---- Data for this task

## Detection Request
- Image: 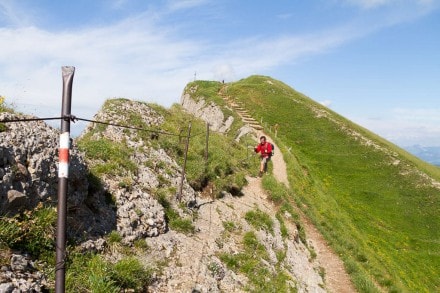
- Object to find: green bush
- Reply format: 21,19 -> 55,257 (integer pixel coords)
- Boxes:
111,257 -> 152,292
0,204 -> 57,257
244,209 -> 274,234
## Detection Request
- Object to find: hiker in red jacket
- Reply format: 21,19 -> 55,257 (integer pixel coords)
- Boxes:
255,135 -> 272,177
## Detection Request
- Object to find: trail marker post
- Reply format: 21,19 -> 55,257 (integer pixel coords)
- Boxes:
55,66 -> 75,293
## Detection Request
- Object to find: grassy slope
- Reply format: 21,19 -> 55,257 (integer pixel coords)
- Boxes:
197,76 -> 440,292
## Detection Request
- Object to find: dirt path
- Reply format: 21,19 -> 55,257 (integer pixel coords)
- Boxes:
266,135 -> 356,293
145,131 -> 356,293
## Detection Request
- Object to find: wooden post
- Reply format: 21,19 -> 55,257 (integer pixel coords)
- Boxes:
55,66 -> 75,293
177,122 -> 191,201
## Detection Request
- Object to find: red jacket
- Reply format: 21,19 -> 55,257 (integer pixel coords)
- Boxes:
255,141 -> 272,158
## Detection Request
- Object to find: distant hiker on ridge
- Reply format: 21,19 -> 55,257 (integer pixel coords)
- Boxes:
255,135 -> 273,177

--------

What you will do
State how many lines of the material above contain the word "Object", and give only that number.

Complete answer
8